##### Task data #####

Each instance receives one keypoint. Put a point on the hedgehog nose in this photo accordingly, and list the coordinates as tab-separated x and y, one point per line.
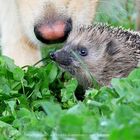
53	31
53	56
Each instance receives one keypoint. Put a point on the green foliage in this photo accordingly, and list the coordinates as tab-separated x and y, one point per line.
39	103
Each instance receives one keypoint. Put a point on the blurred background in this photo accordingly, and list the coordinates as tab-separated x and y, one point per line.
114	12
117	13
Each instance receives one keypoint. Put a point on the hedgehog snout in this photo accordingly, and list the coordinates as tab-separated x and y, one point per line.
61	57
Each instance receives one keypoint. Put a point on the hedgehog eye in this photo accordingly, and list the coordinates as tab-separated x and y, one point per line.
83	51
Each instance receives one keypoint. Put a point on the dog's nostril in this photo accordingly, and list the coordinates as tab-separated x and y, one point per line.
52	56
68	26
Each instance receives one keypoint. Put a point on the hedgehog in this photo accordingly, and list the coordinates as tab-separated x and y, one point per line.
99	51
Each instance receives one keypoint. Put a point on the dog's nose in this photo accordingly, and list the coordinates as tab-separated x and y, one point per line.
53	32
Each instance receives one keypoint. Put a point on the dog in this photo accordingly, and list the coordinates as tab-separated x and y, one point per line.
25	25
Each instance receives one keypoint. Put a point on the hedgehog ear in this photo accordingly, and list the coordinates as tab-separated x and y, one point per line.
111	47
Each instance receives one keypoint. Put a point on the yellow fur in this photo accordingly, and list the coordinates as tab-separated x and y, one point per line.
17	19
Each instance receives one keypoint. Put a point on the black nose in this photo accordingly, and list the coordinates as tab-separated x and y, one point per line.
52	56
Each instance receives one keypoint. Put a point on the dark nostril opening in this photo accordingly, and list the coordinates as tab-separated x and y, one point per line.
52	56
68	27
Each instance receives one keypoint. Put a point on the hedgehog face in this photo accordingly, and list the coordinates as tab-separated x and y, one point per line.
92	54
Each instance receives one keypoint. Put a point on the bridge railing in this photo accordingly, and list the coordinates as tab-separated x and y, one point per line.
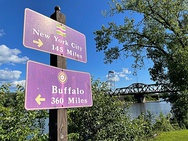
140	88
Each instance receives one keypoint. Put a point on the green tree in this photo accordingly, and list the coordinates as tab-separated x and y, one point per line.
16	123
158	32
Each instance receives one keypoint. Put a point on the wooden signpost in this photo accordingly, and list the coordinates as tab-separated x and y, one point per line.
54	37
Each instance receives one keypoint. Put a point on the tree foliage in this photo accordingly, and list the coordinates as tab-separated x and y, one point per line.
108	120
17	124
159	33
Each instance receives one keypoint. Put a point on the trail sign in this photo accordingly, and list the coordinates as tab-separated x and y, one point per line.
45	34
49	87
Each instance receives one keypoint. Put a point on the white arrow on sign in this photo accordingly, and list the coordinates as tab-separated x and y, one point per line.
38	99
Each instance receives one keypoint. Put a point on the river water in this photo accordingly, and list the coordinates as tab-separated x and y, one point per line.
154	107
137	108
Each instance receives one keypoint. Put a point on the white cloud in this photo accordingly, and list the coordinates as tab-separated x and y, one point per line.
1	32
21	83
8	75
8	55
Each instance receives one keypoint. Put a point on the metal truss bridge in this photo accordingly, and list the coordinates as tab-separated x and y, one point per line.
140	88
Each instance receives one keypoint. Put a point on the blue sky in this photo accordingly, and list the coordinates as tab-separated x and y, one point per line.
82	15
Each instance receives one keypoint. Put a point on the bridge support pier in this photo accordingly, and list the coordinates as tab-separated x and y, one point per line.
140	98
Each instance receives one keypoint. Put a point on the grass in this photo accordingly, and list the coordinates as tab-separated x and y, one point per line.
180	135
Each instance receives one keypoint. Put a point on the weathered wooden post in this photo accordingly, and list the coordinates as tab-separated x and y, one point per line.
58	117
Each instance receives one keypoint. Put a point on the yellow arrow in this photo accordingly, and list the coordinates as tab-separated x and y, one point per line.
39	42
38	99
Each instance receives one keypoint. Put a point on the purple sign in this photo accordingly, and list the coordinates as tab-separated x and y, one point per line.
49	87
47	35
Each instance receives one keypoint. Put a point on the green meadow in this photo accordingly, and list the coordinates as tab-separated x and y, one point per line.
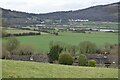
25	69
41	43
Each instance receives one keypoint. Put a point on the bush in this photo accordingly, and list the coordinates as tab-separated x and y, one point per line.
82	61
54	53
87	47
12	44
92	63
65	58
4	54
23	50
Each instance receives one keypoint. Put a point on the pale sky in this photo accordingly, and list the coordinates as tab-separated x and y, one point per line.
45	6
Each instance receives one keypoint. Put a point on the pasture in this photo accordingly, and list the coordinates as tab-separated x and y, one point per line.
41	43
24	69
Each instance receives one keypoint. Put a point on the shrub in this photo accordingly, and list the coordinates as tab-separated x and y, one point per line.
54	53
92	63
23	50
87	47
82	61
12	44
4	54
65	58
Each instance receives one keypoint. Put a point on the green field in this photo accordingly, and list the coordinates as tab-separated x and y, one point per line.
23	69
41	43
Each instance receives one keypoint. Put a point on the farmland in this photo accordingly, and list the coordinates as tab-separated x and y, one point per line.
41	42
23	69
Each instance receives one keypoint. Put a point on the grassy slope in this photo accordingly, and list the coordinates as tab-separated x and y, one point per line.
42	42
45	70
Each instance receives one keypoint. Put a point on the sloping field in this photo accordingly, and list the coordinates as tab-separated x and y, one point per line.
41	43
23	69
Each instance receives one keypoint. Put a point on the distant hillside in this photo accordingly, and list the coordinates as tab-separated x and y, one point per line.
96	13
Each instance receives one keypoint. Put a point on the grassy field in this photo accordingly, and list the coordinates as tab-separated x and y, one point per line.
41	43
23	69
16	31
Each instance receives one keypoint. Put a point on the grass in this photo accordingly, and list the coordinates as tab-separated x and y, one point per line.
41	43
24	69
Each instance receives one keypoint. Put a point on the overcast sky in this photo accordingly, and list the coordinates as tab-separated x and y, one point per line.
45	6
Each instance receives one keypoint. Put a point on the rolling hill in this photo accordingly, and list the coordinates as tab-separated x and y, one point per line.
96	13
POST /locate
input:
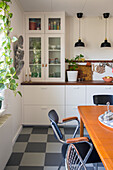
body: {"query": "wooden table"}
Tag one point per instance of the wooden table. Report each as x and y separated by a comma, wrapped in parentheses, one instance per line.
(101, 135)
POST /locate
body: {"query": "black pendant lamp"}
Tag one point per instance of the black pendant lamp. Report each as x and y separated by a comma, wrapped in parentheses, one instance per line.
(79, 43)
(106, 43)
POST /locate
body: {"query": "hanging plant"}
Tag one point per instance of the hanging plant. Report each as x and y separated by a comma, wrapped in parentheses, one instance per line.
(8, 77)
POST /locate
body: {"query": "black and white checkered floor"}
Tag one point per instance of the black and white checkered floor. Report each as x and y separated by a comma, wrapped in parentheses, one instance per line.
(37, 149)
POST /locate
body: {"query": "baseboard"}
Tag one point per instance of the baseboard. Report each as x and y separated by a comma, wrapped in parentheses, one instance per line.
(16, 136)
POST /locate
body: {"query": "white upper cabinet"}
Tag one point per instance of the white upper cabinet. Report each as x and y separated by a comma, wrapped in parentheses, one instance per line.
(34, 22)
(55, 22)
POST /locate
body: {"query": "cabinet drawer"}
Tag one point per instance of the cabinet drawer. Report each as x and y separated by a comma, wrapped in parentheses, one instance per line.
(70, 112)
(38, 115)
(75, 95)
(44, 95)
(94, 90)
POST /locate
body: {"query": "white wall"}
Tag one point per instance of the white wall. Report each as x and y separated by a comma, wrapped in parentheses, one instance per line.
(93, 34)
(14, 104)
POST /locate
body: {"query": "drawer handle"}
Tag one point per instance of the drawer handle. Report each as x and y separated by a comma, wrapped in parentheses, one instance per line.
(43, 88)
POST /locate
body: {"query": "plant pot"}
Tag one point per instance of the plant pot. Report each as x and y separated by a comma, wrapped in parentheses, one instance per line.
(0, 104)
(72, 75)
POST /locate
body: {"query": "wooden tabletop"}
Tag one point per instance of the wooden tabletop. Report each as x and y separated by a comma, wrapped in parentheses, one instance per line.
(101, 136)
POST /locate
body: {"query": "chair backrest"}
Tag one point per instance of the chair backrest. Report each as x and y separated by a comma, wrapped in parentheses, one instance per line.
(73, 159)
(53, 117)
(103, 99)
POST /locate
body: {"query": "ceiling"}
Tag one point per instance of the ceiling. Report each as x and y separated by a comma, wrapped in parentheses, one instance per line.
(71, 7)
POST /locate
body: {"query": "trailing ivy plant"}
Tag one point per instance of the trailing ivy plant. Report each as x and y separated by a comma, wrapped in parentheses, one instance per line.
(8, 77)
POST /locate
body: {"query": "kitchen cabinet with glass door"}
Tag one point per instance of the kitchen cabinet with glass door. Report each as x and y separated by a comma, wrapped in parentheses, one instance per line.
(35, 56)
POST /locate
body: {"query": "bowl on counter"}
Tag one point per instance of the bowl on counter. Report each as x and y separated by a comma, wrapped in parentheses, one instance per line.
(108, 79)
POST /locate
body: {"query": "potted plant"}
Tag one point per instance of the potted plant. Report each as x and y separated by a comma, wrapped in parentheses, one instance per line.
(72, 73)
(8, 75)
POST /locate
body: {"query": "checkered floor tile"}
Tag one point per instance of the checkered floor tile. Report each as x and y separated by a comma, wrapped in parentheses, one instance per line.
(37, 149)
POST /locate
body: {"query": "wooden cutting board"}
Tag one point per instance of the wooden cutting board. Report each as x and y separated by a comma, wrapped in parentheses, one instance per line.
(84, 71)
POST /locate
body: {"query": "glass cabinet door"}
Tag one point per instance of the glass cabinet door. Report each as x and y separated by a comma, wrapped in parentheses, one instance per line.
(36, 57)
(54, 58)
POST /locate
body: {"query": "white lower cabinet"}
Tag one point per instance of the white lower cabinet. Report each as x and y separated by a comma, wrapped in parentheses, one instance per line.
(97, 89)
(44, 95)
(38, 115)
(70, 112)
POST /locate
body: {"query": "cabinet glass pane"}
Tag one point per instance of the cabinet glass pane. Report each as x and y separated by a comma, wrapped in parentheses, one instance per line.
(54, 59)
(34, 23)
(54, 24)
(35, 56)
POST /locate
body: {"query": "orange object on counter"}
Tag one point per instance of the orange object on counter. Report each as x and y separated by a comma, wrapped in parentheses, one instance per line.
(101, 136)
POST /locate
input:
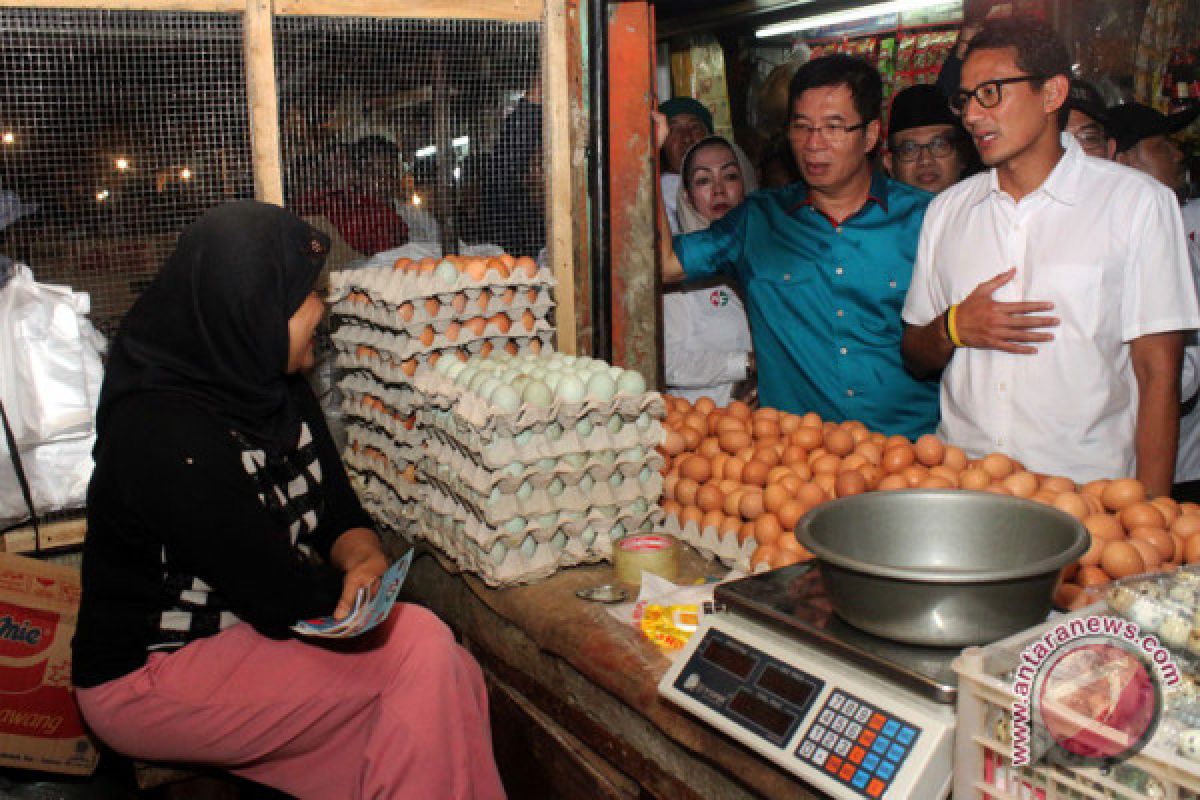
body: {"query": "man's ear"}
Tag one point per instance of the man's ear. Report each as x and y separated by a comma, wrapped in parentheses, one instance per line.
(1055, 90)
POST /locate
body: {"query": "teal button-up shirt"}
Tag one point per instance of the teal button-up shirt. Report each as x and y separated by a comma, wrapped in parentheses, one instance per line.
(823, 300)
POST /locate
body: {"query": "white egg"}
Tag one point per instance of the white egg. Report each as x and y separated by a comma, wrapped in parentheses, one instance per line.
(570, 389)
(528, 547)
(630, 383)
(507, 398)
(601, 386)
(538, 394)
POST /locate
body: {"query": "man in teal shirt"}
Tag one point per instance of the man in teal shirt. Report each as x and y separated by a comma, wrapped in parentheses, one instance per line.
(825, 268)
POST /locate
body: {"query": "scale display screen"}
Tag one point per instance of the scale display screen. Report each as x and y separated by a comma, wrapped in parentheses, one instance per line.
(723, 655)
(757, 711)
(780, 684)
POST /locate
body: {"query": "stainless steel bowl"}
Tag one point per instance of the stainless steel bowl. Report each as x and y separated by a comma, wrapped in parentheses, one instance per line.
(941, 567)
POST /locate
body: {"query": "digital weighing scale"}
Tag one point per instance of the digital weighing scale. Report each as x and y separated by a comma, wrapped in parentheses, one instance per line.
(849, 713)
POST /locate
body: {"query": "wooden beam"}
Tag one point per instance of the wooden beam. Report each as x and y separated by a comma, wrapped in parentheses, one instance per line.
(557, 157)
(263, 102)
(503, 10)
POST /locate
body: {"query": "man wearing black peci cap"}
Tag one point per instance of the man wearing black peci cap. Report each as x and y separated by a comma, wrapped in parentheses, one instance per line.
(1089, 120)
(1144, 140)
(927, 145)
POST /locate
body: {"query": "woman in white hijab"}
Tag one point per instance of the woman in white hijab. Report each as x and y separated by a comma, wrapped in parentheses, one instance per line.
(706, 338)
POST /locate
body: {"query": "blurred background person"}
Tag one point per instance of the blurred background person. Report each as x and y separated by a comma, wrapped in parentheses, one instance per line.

#####

§ **What to work on**
In how many lines of the data does the string "person" appear? Only the number should be given.

§ **Output**
2